# Description of the task:
Retype the material below. Keep every word exactly as it is.

[Point placement records]
--------------------------------
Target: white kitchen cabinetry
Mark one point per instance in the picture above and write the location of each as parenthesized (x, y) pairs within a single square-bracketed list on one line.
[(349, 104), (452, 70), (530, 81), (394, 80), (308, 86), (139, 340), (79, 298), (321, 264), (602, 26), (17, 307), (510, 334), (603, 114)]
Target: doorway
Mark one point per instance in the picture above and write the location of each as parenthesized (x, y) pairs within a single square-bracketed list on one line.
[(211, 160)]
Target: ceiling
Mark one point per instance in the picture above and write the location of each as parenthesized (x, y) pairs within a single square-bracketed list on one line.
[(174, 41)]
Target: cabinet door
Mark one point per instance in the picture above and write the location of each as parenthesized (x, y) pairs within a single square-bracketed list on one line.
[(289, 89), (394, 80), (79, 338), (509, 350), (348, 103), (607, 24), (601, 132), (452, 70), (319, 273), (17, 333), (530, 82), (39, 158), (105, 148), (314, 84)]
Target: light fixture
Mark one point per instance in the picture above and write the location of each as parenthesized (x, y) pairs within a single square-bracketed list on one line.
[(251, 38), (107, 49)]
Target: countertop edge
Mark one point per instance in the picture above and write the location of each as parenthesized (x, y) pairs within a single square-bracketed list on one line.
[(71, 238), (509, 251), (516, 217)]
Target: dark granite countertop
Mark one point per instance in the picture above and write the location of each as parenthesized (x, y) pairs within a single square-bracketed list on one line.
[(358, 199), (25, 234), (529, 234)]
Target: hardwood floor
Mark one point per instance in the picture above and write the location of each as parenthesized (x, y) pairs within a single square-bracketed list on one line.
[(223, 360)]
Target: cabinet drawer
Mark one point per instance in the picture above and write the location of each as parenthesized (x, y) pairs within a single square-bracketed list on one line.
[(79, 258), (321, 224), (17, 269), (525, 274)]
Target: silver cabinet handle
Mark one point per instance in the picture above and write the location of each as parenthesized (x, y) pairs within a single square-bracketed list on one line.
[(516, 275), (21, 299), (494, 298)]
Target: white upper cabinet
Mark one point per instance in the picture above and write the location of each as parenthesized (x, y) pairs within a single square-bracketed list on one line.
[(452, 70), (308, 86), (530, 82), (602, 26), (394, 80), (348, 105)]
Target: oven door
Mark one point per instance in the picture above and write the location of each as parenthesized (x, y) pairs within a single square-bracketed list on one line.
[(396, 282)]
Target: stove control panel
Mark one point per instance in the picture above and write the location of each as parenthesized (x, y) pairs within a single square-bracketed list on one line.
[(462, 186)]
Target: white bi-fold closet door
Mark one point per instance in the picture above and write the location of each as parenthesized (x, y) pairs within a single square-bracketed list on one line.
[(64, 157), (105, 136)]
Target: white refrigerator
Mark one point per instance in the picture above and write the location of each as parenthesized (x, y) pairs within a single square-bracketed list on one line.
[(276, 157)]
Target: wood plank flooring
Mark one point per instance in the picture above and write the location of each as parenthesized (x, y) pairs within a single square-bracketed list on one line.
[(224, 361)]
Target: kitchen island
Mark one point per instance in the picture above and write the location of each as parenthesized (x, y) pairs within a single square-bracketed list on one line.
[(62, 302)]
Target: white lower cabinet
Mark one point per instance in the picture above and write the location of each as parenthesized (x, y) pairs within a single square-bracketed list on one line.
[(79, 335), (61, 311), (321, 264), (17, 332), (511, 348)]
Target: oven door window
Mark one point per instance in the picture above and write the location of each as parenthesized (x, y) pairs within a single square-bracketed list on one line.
--------------------------------
# Written solution:
Target: white kitchen cabinetry
Mark one point per instance in the picture above and write the location of each as parenthesized (x, y) pairs within a single square-bracketed list on one line.
[(349, 104), (452, 70), (530, 81), (394, 80), (308, 86), (139, 340), (79, 298), (321, 264), (602, 26), (17, 307), (510, 334), (603, 114)]
Target: doorway
Mark one point per instance in the picture above and write the location of each as parenthesized (x, y) pairs within a single square-bracketed list on one line.
[(211, 160)]
Target: ceiling
Mark one point per instance in the picture above and write the location of each as parenthesized (x, y) pairs within a single square-bracketed list on one line.
[(174, 41)]
Target: cabinet door
Mark one point per instance in the picture above and write the location of each as parenthesized (x, y) pairs within a single square-bracketed list on one line.
[(289, 89), (394, 80), (79, 338), (509, 350), (348, 103), (607, 24), (601, 132), (452, 70), (319, 273), (17, 333), (530, 82), (39, 158), (105, 148), (314, 84)]
Target: light fixture
Mark one point per instance in the picture above and write the location of each as parenthesized (x, y) pairs within a single square-bracketed list on one line.
[(251, 38), (107, 49)]
Target: countertop edge
Mark one point per instance in the picture above and write the location of each as parenthesized (x, y) pairs within a single square-bracketed list on one line.
[(71, 238), (509, 251), (516, 217)]
Target: dark granite countertop
Mark one point per instance in the picture above and write the location of each as parenthesized (x, y) pairs within a single square-bracketed list on one line.
[(358, 199), (25, 234), (529, 234)]
Target: hardwood floor
Mark one point per instance in the picture above and write the location of each as parenthesized (x, y) pairs within a single square-bracketed list on one line.
[(223, 360)]
Target: cabinet drawer
Mark one point per instance in the picture above and write the location of each as parenthesized (x, y) pairs within a single square-bracketed list on one line.
[(79, 258), (321, 224), (17, 269), (525, 274)]
Target: silver cabinet handle
Mark one point per instance in the picture above and write the location of each as parenthesized (x, y) pairs within a single square-bracketed list on one line.
[(516, 275), (21, 299), (494, 298)]
Target: white upper cabinet
Mark one point per instance in the picture above and write the location of each as parenthesized (x, y) pairs within a single square-bracketed list on one line.
[(452, 70), (308, 86), (530, 82), (602, 26), (394, 80), (348, 105)]
Target: oven door
Mark one point per instance in the picture above and write the location of each as parenthesized (x, y) pairs within a single square-bracketed list on one line.
[(396, 282)]
Target: stove control panel
Mark one point per instance in the picture above and write the location of each as parenthesized (x, y) pairs within a single square-bracketed list on one line.
[(462, 186)]
Target: white bi-fold closet door
Mark one point per instance in the picture above and write the location of each as parenthesized (x, y) pairs within a single square-bracketed list on one line.
[(64, 157), (105, 136)]
Target: white refrigerator
Mark one point per instance in the picture above and write the location of each as parenthesized (x, y) pairs within a single square-bracketed list on one line.
[(276, 157)]
Target: wood plank flooring
Mark one point per instance in the picture above and write the location of each as parenthesized (x, y) pairs within a single square-bracketed list on one line.
[(224, 361)]
Target: kitchen island
Mark one point per instance in the picture above and write the location of each as parenthesized (x, y) pairs within a single square-bracketed list on one line.
[(62, 302)]
Target: white lower cabinet
Mark one point per instance in the picture above and write the location of each as parenthesized (x, y) pairs within a single square-bracketed list on one line.
[(79, 335), (61, 311), (321, 264), (17, 332), (511, 348)]
Target: oven door window
Mark one point per instance in the picture above and write the location of each as parenthesized (x, y) pairs within a single square-bracketed list on one line.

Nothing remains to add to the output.